* ACTIVITIES:
**A.** List every source the article on writing as a way of thinking says Eisenhower drew ideas from when he wrote his briefing for Marshall.
**B.** According to the article on writing as a way of thinking, what title did Eisenhower give the briefing he handed to Marshall?
**C.** Write the next few paragraphs of the article on writing as a way of thinking, picking up after its final sentence.

──────── EXTRACT

This Is The Most Important Skill You Can Have In Life

I’m going on tour next month (Portland and SF) and then a bunch of other places around the world in the early fall. Come see me talking Stoicism—grab tickets here. 

I hated writing essays in high school, but they changed my life.

Not because of the subject matter or anything. With one exception, I can’t remember what any of them were about.

The one I remember is an 11th-grade English assignment. My teacher had us write an essay on this prompt: “Analyze how and why The Great Gatsby is an exploration of the American Dream as it exists in a corrupt period.” 

The day after I handed in my essay, Mrs. Kars printed it out and we spent the entire period reviewing it with the class.

It was the first time anything I had ever written had been recognized. Now that I think about it, it may have been one of the first times in my life that I had ever felt like I might be anything but average. 

I would later ask Mrs. Kars ​for a letter of recommendation​ to a college I did not get accepted to, but I can still remember a line from it. “I have no doubt,” she said, “that Ryan will someday be a literary giant.”

I don’t know about that. But I can say that that essay—which upon re-reading is not that good—and the many others I had to write did what essays have done for generations of young people: they taught me how to use my brain. In having to write them, I learned how to think, I learned to think hard about something and then most importantly how to articulate what I thought about it.

This is slow, tedious, difficult work. It takes discipline and patience. The hours and hours of sitting with frustration and confusion. It takes trial and error. 

In Wisdom Takes Work, I tell a story about Eisenhower when he was a promising young general. Just days after Pearl Harbor in 1941, he was called in to see George Marshall, the chief of staff of the US Army. Japan was going to seize the Philippines and dozens of other islands in the Pacific, Marshall explained. America faced a war in two theaters with supply lines stretching thousands of miles. “What should be our general line of action?” Marshall asked Eisenhower.

A certain type of officer would have started thinking out loud, riffed, brainstormed. Not Eisenhower. His career and potentially millions of lives hung in the balance. 

“Give me a few hours,” he said. At a spare desk in the War Plans Division, Eisenhower requisitioned paper, a pen, and a typewriter and got to work. What did Marshall want to accomplish? What was possible? What was of the highest priority? What risks were acceptable? 

After a period of reflection, he wrote his thoughts out. What Marshall needed was “short, emphatic…reasoning,” not “oratory, plausible argument, or glittering generality.” The writing exercise helped him synthesize ideas from conversations he’d had with his mentor General Fox Conner, from books he’d read, from courses at the Army War College, and from his three decades in uniform. As dusk fell, Eisenhower handed Marshall a three-hundred-word briefing on yellow lined paper titled “Assistance to the Far East/Steps to Be Taken.”

────────────────
──────── RECORDS SHOWN

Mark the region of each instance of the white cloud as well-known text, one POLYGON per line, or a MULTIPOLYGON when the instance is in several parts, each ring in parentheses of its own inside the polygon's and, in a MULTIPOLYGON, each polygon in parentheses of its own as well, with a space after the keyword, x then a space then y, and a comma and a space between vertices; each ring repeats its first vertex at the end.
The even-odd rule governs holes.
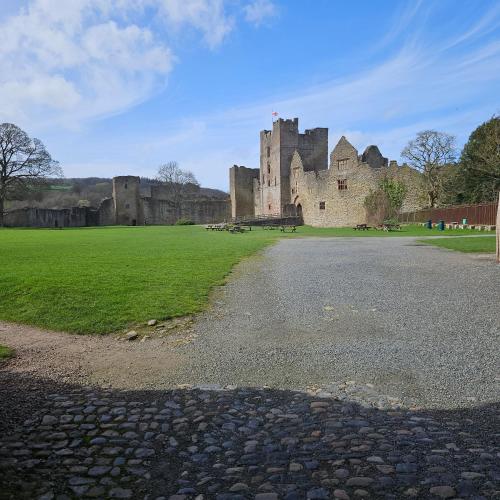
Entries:
POLYGON ((172 34, 189 28, 213 48, 233 27, 223 0, 30 0, 0 21, 0 121, 78 127, 120 113, 166 85, 172 34))
POLYGON ((276 5, 271 0, 254 0, 244 7, 245 19, 256 26, 278 13, 276 5))
POLYGON ((159 0, 159 12, 170 27, 192 26, 210 47, 219 45, 234 27, 223 0, 159 0))

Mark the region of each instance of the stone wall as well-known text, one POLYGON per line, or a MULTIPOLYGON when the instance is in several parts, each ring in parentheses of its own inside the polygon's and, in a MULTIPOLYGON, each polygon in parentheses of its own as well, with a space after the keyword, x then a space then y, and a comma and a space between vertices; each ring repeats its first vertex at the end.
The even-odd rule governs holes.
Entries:
POLYGON ((195 224, 223 222, 231 217, 228 200, 184 200, 176 207, 172 201, 143 198, 144 218, 147 225, 175 224, 188 219, 195 224))
POLYGON ((259 178, 258 168, 234 165, 229 170, 231 217, 254 215, 254 181, 259 178))
POLYGON ((113 226, 115 224, 115 202, 113 198, 105 198, 101 201, 98 214, 98 226, 113 226))
POLYGON ((136 226, 144 224, 140 178, 132 175, 113 177, 115 224, 136 226))
POLYGON ((98 212, 91 208, 21 208, 5 215, 7 227, 86 227, 97 225, 98 212))
POLYGON ((256 215, 280 214, 290 204, 290 165, 294 153, 301 154, 305 170, 328 167, 328 129, 299 133, 299 120, 278 119, 273 129, 260 133, 259 188, 254 187, 256 215))
MULTIPOLYGON (((373 168, 359 161, 357 150, 342 137, 332 151, 328 170, 305 171, 301 155, 292 159, 290 196, 295 213, 302 213, 304 223, 316 227, 355 226, 366 223, 364 201, 379 187, 384 176, 404 182, 408 193, 403 204, 418 210, 423 206, 420 174, 408 166, 373 168)), ((383 160, 382 160, 383 162, 383 160)), ((290 206, 286 212, 291 211, 290 206)))

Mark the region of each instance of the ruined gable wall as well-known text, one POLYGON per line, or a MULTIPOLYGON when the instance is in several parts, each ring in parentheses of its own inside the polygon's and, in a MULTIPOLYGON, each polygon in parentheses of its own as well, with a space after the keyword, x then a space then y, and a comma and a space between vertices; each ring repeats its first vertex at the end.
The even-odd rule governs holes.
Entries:
POLYGON ((337 153, 332 154, 332 165, 326 171, 304 172, 300 157, 294 157, 292 161, 290 192, 293 203, 302 205, 305 224, 315 227, 354 227, 365 223, 365 198, 370 191, 378 188, 385 175, 396 178, 408 188, 402 211, 418 210, 424 206, 420 174, 414 169, 399 167, 395 162, 391 167, 373 169, 367 163, 358 163, 351 154, 348 166, 339 170, 336 160, 346 159, 352 151, 340 149, 337 153), (347 189, 339 189, 339 180, 347 182, 347 189), (324 209, 320 208, 320 202, 324 202, 324 209))
POLYGON ((133 175, 113 177, 115 224, 129 226, 144 224, 140 197, 140 178, 133 175))
POLYGON ((413 212, 426 207, 427 199, 420 172, 408 165, 399 167, 396 162, 391 162, 386 172, 387 175, 403 182, 408 189, 401 212, 413 212))
POLYGON ((328 168, 328 129, 314 128, 299 134, 297 150, 302 157, 304 170, 326 170, 328 168))
POLYGON ((304 172, 299 179, 297 201, 302 204, 304 223, 315 227, 343 227, 366 221, 364 200, 378 184, 376 173, 367 164, 320 172, 304 172), (338 181, 347 189, 339 189, 338 181), (320 203, 324 202, 324 209, 320 203))

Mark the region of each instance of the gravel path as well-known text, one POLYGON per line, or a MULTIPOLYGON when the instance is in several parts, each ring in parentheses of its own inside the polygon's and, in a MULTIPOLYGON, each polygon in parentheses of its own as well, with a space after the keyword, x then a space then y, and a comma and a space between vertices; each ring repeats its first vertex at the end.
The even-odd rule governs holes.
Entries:
POLYGON ((0 323, 0 499, 500 498, 499 274, 287 240, 145 341, 0 323))
POLYGON ((498 401, 500 267, 490 259, 413 238, 308 238, 281 241, 235 275, 180 350, 178 382, 313 386, 381 405, 498 401))

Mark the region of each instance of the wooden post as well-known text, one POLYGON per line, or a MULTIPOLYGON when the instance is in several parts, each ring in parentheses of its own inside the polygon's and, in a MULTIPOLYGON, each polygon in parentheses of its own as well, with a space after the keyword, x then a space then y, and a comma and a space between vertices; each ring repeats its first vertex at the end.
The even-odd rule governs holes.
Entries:
POLYGON ((500 264, 500 193, 497 208, 497 264, 500 264))

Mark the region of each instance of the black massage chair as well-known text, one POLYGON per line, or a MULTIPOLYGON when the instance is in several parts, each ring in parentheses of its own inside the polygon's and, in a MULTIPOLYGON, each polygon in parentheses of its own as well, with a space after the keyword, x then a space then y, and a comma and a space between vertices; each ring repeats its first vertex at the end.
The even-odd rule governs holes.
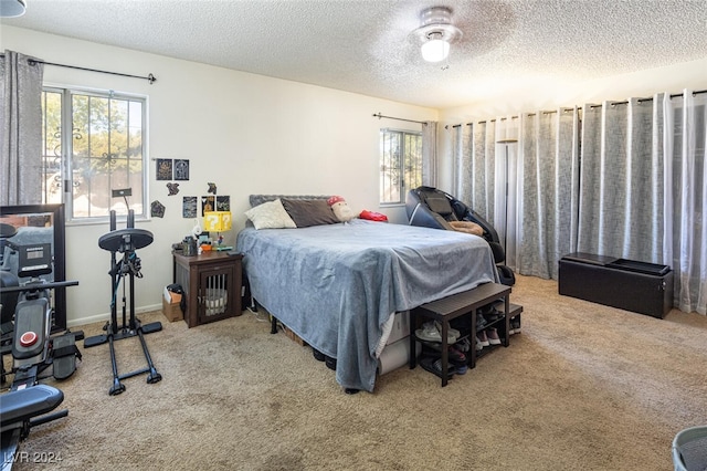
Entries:
POLYGON ((473 209, 453 196, 432 187, 418 187, 408 191, 405 212, 410 226, 421 226, 432 229, 455 230, 450 221, 471 221, 482 227, 483 238, 490 245, 494 261, 498 269, 498 278, 505 285, 513 286, 516 276, 508 266, 506 252, 498 239, 498 232, 473 209))

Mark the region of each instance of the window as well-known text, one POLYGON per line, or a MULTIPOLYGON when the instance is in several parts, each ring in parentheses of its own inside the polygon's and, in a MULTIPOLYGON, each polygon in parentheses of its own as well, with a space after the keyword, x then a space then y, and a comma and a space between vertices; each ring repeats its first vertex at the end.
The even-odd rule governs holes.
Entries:
POLYGON ((401 205, 422 185, 422 133, 380 130, 380 202, 401 205))
POLYGON ((146 100, 113 92, 45 87, 42 92, 42 202, 65 205, 67 220, 147 208, 146 100))

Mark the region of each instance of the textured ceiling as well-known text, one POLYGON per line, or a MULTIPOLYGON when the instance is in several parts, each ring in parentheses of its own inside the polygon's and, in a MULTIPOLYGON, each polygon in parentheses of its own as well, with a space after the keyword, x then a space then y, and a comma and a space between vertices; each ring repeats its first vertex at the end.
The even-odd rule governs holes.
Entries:
POLYGON ((707 0, 27 3, 2 24, 435 108, 707 57, 707 0), (446 67, 423 62, 411 35, 435 6, 464 33, 446 67))

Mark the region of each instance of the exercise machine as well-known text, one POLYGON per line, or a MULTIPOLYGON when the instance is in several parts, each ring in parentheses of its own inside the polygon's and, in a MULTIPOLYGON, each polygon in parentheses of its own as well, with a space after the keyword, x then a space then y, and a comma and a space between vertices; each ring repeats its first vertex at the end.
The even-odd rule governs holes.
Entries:
POLYGON ((51 244, 17 245, 9 242, 17 230, 0 224, 3 245, 17 254, 18 273, 3 270, 0 283, 0 313, 3 336, 0 345, 2 384, 13 375, 10 391, 0 396, 0 430, 2 470, 10 470, 22 440, 30 429, 68 415, 67 410, 52 412, 64 400, 64 394, 52 386, 41 385, 40 375, 50 366, 55 379, 66 379, 76 369, 81 352, 76 341, 83 332, 68 329, 51 336, 53 308, 50 290, 77 285, 77 281, 48 282, 40 275, 52 272, 51 244), (29 278, 20 284, 20 278, 29 278), (6 371, 4 355, 12 354, 12 368, 6 371), (52 414, 50 414, 52 412, 52 414))
MULTIPOLYGON (((127 205, 127 201, 126 201, 127 205)), ((89 348, 96 345, 108 343, 110 348, 110 365, 113 367, 113 385, 108 389, 110 396, 116 396, 125 391, 123 379, 131 378, 147 374, 147 383, 155 384, 162 379, 162 375, 157 373, 152 358, 150 357, 145 335, 162 329, 160 322, 152 322, 143 325, 135 316, 135 279, 143 278, 140 272, 141 262, 136 254, 136 250, 152 243, 152 233, 145 229, 135 228, 135 212, 128 209, 127 224, 125 229, 116 230, 116 213, 110 211, 110 232, 98 239, 98 247, 110 252, 110 321, 106 323, 103 329, 106 332, 102 335, 88 337, 84 341, 84 347, 89 348), (127 283, 125 280, 128 280, 127 283), (117 316, 117 297, 118 291, 123 284, 123 322, 118 324, 117 316), (126 284, 129 285, 129 317, 127 314, 126 303, 126 284), (147 362, 147 367, 120 375, 115 357, 114 343, 124 338, 137 336, 143 347, 143 354, 147 362)))

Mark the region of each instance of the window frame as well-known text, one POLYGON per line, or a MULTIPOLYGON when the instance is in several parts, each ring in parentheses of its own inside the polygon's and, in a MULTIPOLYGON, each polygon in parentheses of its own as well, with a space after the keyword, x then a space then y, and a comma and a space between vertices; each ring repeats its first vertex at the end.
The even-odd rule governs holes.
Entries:
MULTIPOLYGON (((407 178, 408 176, 408 170, 405 169, 405 165, 404 165, 404 158, 405 158, 405 145, 407 145, 407 138, 408 136, 413 136, 415 138, 419 138, 419 158, 420 158, 420 163, 419 163, 419 167, 416 168, 415 172, 420 175, 420 185, 422 185, 422 145, 423 145, 423 139, 424 139, 424 135, 422 133, 422 130, 415 130, 415 129, 404 129, 404 128, 391 128, 391 127, 381 127, 379 129, 378 133, 378 138, 379 138, 379 156, 378 156, 378 164, 379 164, 379 195, 378 195, 378 203, 381 207, 397 207, 397 206, 404 206, 405 205, 405 198, 408 195, 408 191, 410 191, 412 188, 407 188, 405 184, 408 182, 408 180, 410 180, 410 178, 407 178), (399 187, 400 187, 400 198, 398 201, 383 201, 383 182, 382 182, 382 178, 383 178, 383 146, 382 146, 382 142, 383 142, 383 133, 389 133, 389 134, 398 134, 401 136, 401 143, 402 143, 402 149, 400 153, 400 156, 398 157, 398 166, 401 169, 400 171, 400 176, 398 179, 399 182, 399 187)), ((416 187, 415 187, 416 188, 416 187)))
MULTIPOLYGON (((113 90, 98 90, 98 88, 89 88, 89 87, 81 87, 73 85, 61 85, 61 84, 48 84, 45 83, 42 86, 42 102, 44 101, 44 93, 57 93, 61 96, 61 153, 60 156, 60 171, 61 171, 61 202, 64 205, 64 218, 66 224, 70 226, 81 226, 81 224, 95 224, 95 223, 105 223, 110 220, 109 209, 105 216, 88 216, 88 217, 75 217, 74 216, 74 191, 73 191, 73 178, 68 178, 73 172, 73 133, 65 132, 66 128, 73 129, 73 97, 75 95, 83 95, 89 97, 105 98, 105 100, 123 100, 126 102, 139 102, 141 105, 140 111, 140 132, 141 132, 141 199, 137 202, 128 200, 129 209, 135 209, 136 207, 141 206, 141 211, 135 210, 135 220, 149 220, 149 124, 148 124, 148 106, 149 98, 147 95, 134 94, 134 93, 125 93, 125 92, 115 92, 113 90), (68 125, 67 123, 71 123, 68 125)), ((128 111, 129 113, 129 111, 128 111)), ((42 112, 42 159, 50 157, 50 153, 46 151, 46 134, 49 130, 45 128, 45 113, 44 109, 42 112)), ((42 165, 42 178, 44 178, 48 174, 45 174, 44 165, 42 165)), ((138 175, 135 172, 134 175, 138 175)), ((112 188, 118 189, 118 188, 112 188)), ((135 191, 134 191, 135 195, 135 191)), ((46 198, 46 193, 44 188, 42 189, 42 199, 46 198)), ((45 201, 46 203, 51 203, 51 201, 45 201)), ((113 207, 113 205, 110 205, 113 207)), ((117 211, 118 219, 127 219, 127 209, 125 211, 117 211)))

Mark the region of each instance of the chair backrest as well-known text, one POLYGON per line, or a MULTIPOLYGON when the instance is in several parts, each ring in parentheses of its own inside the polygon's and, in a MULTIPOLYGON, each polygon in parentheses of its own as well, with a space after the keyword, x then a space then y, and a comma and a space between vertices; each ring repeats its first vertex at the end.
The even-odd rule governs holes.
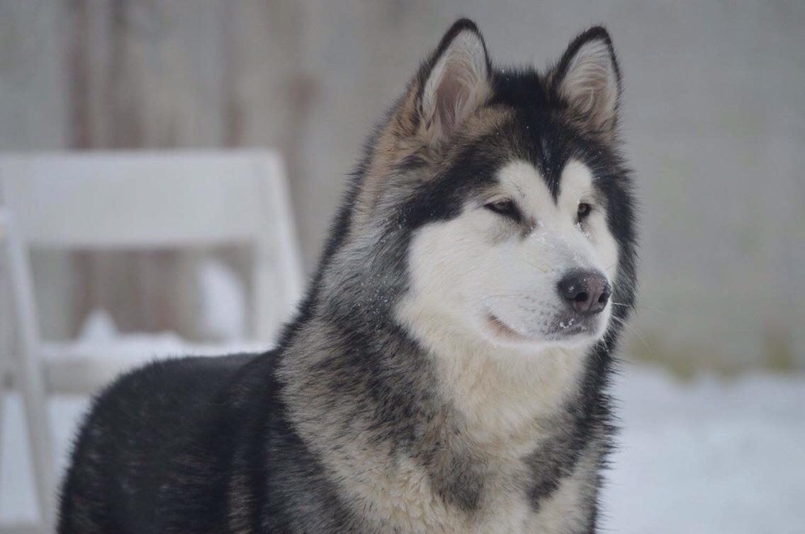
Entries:
POLYGON ((273 334, 301 293, 291 201, 275 152, 5 154, 0 203, 28 247, 250 244, 258 338, 273 334))

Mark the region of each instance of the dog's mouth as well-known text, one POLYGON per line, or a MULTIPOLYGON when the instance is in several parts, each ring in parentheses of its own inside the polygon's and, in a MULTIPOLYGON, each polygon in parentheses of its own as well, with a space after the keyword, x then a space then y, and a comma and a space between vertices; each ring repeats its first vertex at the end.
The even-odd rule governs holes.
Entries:
POLYGON ((486 325, 489 327, 495 337, 506 341, 528 342, 532 341, 530 338, 520 334, 516 330, 501 321, 492 313, 487 312, 485 318, 486 325))
POLYGON ((484 322, 496 339, 514 343, 533 344, 546 341, 563 342, 577 338, 592 338, 597 336, 598 331, 597 318, 575 315, 558 318, 550 330, 539 336, 522 334, 514 330, 489 311, 486 312, 484 322))

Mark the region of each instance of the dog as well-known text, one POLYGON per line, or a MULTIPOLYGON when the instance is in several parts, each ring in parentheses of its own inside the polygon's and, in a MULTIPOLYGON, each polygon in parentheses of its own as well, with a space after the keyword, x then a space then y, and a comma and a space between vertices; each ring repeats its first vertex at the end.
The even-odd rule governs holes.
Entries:
POLYGON ((456 22, 377 127, 277 348, 94 401, 59 532, 593 532, 634 200, 607 31, 544 72, 456 22))

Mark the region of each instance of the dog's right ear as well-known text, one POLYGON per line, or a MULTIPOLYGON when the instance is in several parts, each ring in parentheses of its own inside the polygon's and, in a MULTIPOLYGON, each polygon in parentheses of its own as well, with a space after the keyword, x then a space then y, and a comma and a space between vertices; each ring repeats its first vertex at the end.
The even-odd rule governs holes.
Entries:
POLYGON ((448 140, 491 94, 486 44, 471 20, 453 24, 411 86, 418 134, 436 147, 448 140))

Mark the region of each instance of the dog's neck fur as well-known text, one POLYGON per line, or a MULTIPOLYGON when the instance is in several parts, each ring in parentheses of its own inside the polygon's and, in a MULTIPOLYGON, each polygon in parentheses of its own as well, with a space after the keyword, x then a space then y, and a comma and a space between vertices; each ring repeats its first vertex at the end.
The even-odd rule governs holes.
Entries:
POLYGON ((569 407, 580 401, 588 351, 521 354, 512 364, 514 355, 444 331, 438 318, 392 308, 406 281, 373 270, 389 260, 373 255, 394 253, 380 242, 349 242, 322 269, 313 315, 280 364, 291 420, 349 481, 349 505, 382 524, 494 532, 473 523, 479 510, 534 513, 534 464, 542 446, 575 435, 569 407), (412 325, 436 327, 412 334, 412 325))

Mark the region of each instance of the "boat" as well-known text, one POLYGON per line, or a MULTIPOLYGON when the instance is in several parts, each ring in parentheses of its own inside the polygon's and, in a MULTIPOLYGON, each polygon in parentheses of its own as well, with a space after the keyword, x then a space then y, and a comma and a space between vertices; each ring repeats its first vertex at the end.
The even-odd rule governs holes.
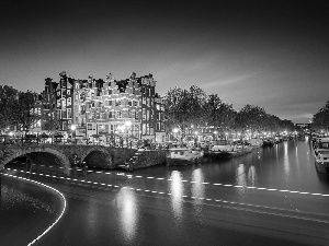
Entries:
POLYGON ((329 138, 317 138, 313 144, 316 168, 329 174, 329 138))
POLYGON ((234 145, 228 140, 217 140, 212 143, 212 147, 204 152, 205 157, 225 159, 230 157, 230 152, 234 151, 234 145))
POLYGON ((215 145, 204 153, 204 156, 211 159, 229 159, 250 153, 251 151, 252 147, 250 144, 245 144, 240 141, 220 140, 216 141, 215 145))
POLYGON ((203 156, 203 151, 192 150, 189 148, 173 148, 167 152, 167 166, 170 165, 189 165, 197 163, 203 156))
POLYGON ((261 139, 250 139, 249 143, 251 144, 252 149, 259 149, 263 144, 263 140, 261 139))
POLYGON ((273 139, 263 139, 262 148, 273 147, 273 145, 274 145, 274 140, 273 139))

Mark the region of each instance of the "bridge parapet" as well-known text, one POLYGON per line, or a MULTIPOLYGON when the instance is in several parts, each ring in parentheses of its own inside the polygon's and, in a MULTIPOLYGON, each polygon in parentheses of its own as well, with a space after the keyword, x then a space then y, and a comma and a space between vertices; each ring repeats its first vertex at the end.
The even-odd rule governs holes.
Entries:
MULTIPOLYGON (((102 153, 102 160, 98 166, 114 168, 128 160, 136 150, 83 144, 30 144, 30 145, 2 145, 0 147, 0 169, 13 159, 35 152, 46 152, 55 155, 67 169, 73 164, 73 160, 82 162, 92 153, 102 153)), ((88 165, 88 163, 87 163, 88 165)), ((94 165, 94 164, 93 164, 94 165)))

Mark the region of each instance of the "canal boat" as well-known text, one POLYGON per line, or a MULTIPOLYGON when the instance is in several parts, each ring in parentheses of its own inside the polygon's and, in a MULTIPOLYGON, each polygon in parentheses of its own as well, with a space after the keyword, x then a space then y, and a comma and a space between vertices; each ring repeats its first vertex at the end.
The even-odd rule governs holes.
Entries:
POLYGON ((173 148, 167 152, 167 166, 170 165, 189 165, 197 163, 203 156, 203 151, 192 150, 189 148, 173 148))
POLYGON ((214 141, 209 150, 204 153, 205 157, 223 159, 229 157, 230 152, 234 151, 234 145, 228 140, 214 141))
POLYGON ((318 138, 314 142, 314 156, 316 168, 329 175, 329 138, 318 138))
POLYGON ((229 159, 250 153, 251 151, 251 144, 245 144, 240 141, 220 140, 211 150, 205 152, 204 156, 211 159, 229 159))

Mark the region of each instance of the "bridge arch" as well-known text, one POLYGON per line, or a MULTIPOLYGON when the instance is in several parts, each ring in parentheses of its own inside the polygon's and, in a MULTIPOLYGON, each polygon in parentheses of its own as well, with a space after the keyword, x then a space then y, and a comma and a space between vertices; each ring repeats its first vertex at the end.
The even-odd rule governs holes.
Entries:
MULTIPOLYGON (((0 164, 0 169, 4 167, 5 164, 10 163, 12 160, 20 157, 22 155, 29 155, 31 153, 36 152, 46 152, 55 155, 60 164, 64 166, 65 171, 69 171, 70 162, 68 157, 59 150, 54 148, 45 148, 45 147, 37 147, 37 148, 20 148, 20 149, 11 149, 9 150, 9 153, 7 154, 5 159, 2 160, 2 163, 0 164)), ((4 153, 5 154, 5 153, 4 153)))
MULTIPOLYGON (((88 149, 86 152, 83 152, 83 154, 81 154, 80 156, 80 161, 83 162, 86 160, 86 157, 88 157, 88 155, 95 153, 95 152, 101 152, 104 156, 105 156, 105 163, 101 166, 103 167, 113 167, 114 165, 114 156, 109 152, 109 150, 106 150, 103 147, 94 147, 91 149, 88 149)), ((88 163, 87 163, 88 165, 88 163)))

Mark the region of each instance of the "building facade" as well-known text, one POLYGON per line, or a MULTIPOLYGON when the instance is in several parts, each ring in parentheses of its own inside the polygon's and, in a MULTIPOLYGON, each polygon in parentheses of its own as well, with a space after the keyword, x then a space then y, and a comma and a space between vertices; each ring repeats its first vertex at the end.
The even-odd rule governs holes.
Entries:
POLYGON ((163 141, 163 101, 155 87, 152 74, 137 78, 133 72, 128 79, 115 80, 109 73, 105 80, 92 75, 77 80, 61 72, 58 83, 50 78, 45 81, 42 128, 57 120, 56 130, 81 138, 163 141))

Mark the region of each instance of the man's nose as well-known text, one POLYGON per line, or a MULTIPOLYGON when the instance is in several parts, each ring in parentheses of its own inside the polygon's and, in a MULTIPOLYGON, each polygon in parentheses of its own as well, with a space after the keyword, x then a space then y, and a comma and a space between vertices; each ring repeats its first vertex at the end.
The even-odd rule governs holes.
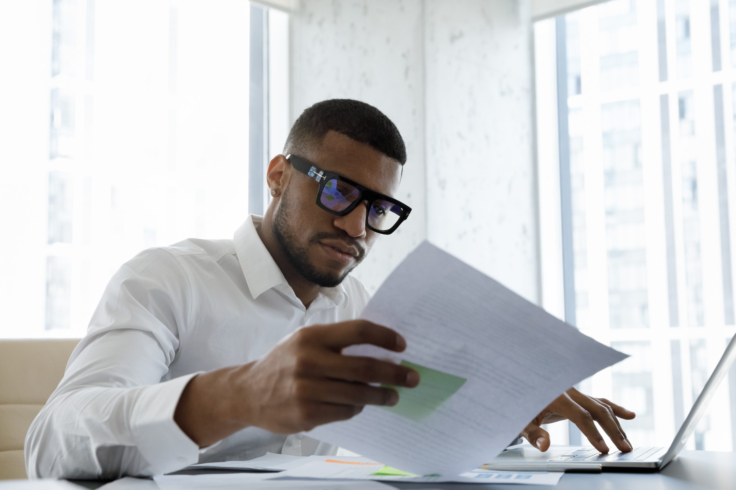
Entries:
POLYGON ((344 230, 353 238, 361 238, 366 235, 366 213, 368 203, 363 201, 355 209, 344 216, 336 216, 333 224, 335 228, 344 230))

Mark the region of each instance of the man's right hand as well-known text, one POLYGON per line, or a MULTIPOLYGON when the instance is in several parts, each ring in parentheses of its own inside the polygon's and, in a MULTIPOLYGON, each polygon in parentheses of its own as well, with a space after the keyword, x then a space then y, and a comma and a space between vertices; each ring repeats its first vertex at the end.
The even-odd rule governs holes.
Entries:
POLYGON ((174 420, 200 447, 249 426, 294 433, 350 419, 366 405, 398 402, 395 390, 369 383, 409 388, 419 384, 414 370, 342 354, 356 344, 395 352, 406 347, 395 331, 366 320, 305 327, 253 362, 192 378, 174 420))

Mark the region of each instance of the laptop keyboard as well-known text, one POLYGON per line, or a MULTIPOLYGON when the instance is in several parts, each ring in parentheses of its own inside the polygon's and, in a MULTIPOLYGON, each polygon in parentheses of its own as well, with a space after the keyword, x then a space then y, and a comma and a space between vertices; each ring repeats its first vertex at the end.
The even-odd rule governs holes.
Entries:
POLYGON ((597 449, 578 450, 562 456, 553 458, 551 461, 635 461, 648 459, 662 447, 636 447, 629 453, 616 451, 601 454, 597 449))

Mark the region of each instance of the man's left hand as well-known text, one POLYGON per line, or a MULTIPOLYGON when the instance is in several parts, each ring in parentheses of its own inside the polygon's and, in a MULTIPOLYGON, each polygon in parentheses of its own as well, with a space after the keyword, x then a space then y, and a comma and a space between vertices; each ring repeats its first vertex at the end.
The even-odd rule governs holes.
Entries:
POLYGON ((595 421, 606 431, 616 447, 622 453, 628 453, 633 447, 618 423, 618 419, 630 420, 634 417, 636 414, 631 410, 605 398, 594 398, 570 388, 534 417, 521 436, 540 451, 546 451, 550 447, 550 435, 539 426, 567 419, 578 426, 595 449, 607 453, 608 446, 595 427, 595 421))

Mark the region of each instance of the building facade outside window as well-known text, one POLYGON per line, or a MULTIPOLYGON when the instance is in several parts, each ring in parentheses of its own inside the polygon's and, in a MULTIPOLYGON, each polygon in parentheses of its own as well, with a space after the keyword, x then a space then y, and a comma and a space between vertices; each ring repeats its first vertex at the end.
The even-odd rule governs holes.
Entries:
MULTIPOLYGON (((0 253, 18 258, 20 241, 26 263, 0 337, 82 336, 110 278, 135 253, 232 238, 247 215, 251 4, 27 3, 3 7, 38 28, 18 29, 18 62, 4 68, 25 92, 0 118, 35 118, 28 147, 46 151, 0 148, 14 162, 0 192, 23 208, 5 212, 26 213, 0 253), (46 110, 24 105, 32 98, 46 110)), ((288 15, 271 18, 286 38, 288 15)), ((280 68, 288 51, 277 48, 271 62, 280 68)), ((286 87, 271 94, 280 112, 266 137, 269 129, 286 137, 286 87)), ((0 267, 13 275, 14 265, 0 267)))
MULTIPOLYGON (((613 0, 534 30, 544 306, 631 355, 581 389, 637 412, 635 444, 668 444, 736 332, 736 1, 613 0)), ((689 447, 732 450, 735 417, 732 370, 689 447)))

────────────────

* RESULTS FOR THE EXERCISE:
**A.**
- Conversations with his mentor General Fox Conner
- Books he'd read
- Courses at the Army War College
- His three decades in uniform

**B.** "Assistance to the Far East/Steps to Be Taken."

**C.**
Almost certainly Marshall had already considered most of what Eisenhower had written. The assignment was, in a way, a test. What kind of a thinker was this young officer? How did he approach problems? How good was he at responding under pressure? Could he see the big picture? Could he effectively communicate what he knew and what he wanted to do?

“I agree with you,” Marshall eventually replied about Eisenhower’s plan, and then told him to execute it. Thus began one of the most effective partnerships of the war, propelling Eisenhower to the presidency. 

Successful campaigns and careers—whether they involve leading people into battle or saving their souls or selling them things—depend on this kind of thinking process.

This is what worries me about what AI is doing to writing—and the school essay especially. 

As I write this line, not only does software make suggestions on spelling and help me eliminate errors, it suggests how I might finish sentences or word them better. If I want, I could simply click over to other software and ask it to write the draft for me. But these fast, easy ways to produce what resembles a finished piece of writing would defeat the purpose. Which is to engage and struggle with the material for an extended period of time. To take my time. To go over things again and again. To be immersed. To be focused, patient, and disciplined. To come to understand things deeply. 

A couple of years ago, I asked Robert Greene what ​he thought about AI. “I think back to when I was 19-years-old and in college,” Robert said. It was a class where they were  to read and translate classical Greek texts “They gave us a passage of Thucydides, the hardest writer of all to read in ancient Greek,” he explained. “I had this one paragraph I must have spent ten hours trying to translate…That had an incredible impact on me. It developed character, patience, and discipline that helps me even to this day. What if I had ChatGPT, and I put the passage in there, and it gave me the translation right away? The whole thinking process would have been annihilated right there.”

For an entire generation of young people, the whole thinking process is being annihilated. How will they figure out what they think? How will they develop critical thinking skills? How will they develop focus, patience, discipline? How will they come to understand things deeply?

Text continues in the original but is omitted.